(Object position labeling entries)
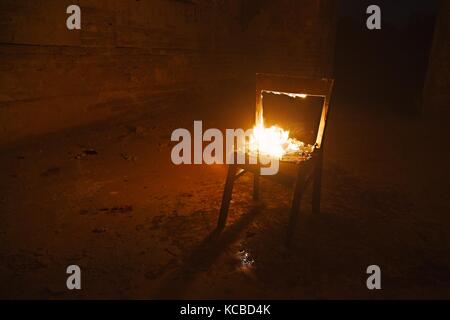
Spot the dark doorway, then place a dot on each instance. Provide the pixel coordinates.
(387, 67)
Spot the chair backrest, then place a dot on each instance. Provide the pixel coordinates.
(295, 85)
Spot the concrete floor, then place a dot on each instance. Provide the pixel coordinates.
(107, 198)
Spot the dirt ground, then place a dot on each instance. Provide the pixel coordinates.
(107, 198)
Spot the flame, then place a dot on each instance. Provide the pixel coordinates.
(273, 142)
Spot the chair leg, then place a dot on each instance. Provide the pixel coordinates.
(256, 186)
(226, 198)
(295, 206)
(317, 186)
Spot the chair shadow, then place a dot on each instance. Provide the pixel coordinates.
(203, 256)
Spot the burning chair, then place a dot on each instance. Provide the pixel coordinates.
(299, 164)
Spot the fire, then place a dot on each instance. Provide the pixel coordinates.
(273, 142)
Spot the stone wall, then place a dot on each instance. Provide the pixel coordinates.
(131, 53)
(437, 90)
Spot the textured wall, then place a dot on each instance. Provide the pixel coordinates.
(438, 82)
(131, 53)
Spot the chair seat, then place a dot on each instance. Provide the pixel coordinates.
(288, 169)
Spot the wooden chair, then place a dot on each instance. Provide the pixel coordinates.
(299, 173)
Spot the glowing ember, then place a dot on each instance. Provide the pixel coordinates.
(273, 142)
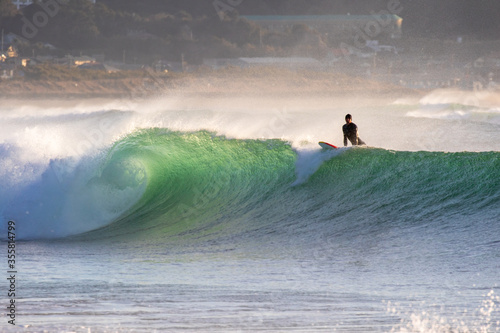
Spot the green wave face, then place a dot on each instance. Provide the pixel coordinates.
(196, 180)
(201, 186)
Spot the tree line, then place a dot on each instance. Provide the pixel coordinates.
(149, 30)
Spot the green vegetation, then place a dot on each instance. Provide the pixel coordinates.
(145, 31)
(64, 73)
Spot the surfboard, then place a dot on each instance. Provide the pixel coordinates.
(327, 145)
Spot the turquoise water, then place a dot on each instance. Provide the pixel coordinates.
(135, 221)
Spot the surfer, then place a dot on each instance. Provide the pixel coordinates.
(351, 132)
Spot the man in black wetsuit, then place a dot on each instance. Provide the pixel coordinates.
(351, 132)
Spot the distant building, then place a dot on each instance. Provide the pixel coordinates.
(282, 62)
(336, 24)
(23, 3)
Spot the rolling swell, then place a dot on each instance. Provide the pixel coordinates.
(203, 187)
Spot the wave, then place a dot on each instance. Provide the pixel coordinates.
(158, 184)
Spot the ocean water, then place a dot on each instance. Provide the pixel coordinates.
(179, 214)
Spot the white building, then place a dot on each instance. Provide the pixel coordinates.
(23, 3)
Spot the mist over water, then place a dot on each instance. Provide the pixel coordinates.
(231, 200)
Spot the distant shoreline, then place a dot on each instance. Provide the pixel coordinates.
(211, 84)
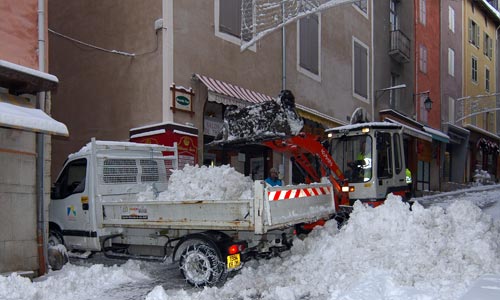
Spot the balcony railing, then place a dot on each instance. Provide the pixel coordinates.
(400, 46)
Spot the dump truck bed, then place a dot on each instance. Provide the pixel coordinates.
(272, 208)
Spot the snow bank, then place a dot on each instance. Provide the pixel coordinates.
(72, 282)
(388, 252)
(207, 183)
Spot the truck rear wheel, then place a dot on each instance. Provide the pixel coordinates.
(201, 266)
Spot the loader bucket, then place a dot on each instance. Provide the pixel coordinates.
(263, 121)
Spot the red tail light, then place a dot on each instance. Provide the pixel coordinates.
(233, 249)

#### Written problem:
Reproduce every entry word for word, but omit the pictures.

#### Exercise response:
Spot the dark doorway, then place a dot on each instance. Provide the pixel coordinates.
(387, 67)
Spot the chair backrest, then place a dot on each instance. Provide the pixel coordinates.
(295, 85)
Spot the concrete floor, then place a dot on each instance. Provide the pixel coordinates.
(107, 198)
Spot the dirt ground, then place a dot on each instance. Provide the pixel coordinates.
(107, 198)
Spot the flame, then place a dot on each instance. Provide the pixel coordinates.
(273, 142)
Spot the chair leg, then place a dot on each instance. Provide the pixel coordinates.
(256, 186)
(226, 198)
(295, 206)
(317, 186)
Spot the chair shadow, then place a dot on each instance. Provide the pixel coordinates.
(203, 256)
Spot the burning chair, then place a dot on each instance. Provide the pixel coordinates.
(299, 164)
Spot the fire, then place a dot on each instance. Provide the pixel coordinates.
(273, 142)
Spot the stone wall, then place a dot on each instance. Provide the pixel coordinates.
(131, 53)
(437, 90)
Spot the textured wall, then place a dot on each instance. Provide the pixel coordinates.
(438, 82)
(131, 53)
Spot the chair seat, then place a dot on each instance. Provide the pixel coordinates.
(288, 169)
Spot the wooden chair, then place a dot on each instance. Provide the pixel coordinates.
(299, 173)
Spot the glowing ember, then place a dot on each instance. Provide the pixel coordinates.
(273, 142)
Spot the green wave face, then place a dot on each instance. Provide the pixel coordinates.
(196, 180)
(201, 186)
Spot the tree line, then place a dot on each instance. Provide the pixel coordinates.
(149, 30)
Spot the green vegetation, then place a dot on each instance. Provide the pixel coordinates.
(145, 31)
(64, 73)
Spot the surfboard, then place a dot on each instance. Provide the pixel coordinates.
(327, 145)
Spot the turquoise water, then place a dot on each instance. Provide the pixel coordinates.
(135, 221)
Spot the surfer, then place a dot on each instance. Provide the pixel coordinates.
(351, 132)
Spot the man in black wetsuit, then place a dot on each instance. Provide the pixel coordinates.
(351, 132)
Spot the distant building, then place a dot on each instance. Provide the pixel coordinates.
(282, 62)
(336, 24)
(23, 3)
Spot the rolling swell, then place a dot on each instance. Provide the pixel coordinates.
(203, 187)
Spot the wave, then place a dot on each instance. Provide the pixel coordinates.
(158, 184)
Spot the ocean water, then place a dot on each instance. Provide the pixel coordinates.
(179, 214)
Spot the white building, then place a dot on each instance. Provide the pixel coordinates.
(23, 3)
Spot the mist over water, then place a dot on each instance. Provide the pixel coordinates.
(231, 200)
Spot the distant shoreline, then place a dot on each instance. Provide the pixel coordinates.
(211, 84)
Spot the balcony railing, then place a dot on each instance. Provide the pixel coordinates.
(400, 46)
Spot the dump truck bed, then place a dot on each instance. Provide the pixel coordinates.
(272, 208)
Spot the snow bank, then place a dot on each instance. Provide the pixel coordinates.
(72, 282)
(388, 252)
(207, 183)
Spot the truck rear wheel, then place a dot on each instance. Provide the pixel coordinates.
(201, 266)
Spot the loader bucket, then place a dot on each instance. Provide the pixel coordinates.
(263, 121)
Spot the red tail light, then place a dot on each instance. Provide the pixel coordinates.
(233, 249)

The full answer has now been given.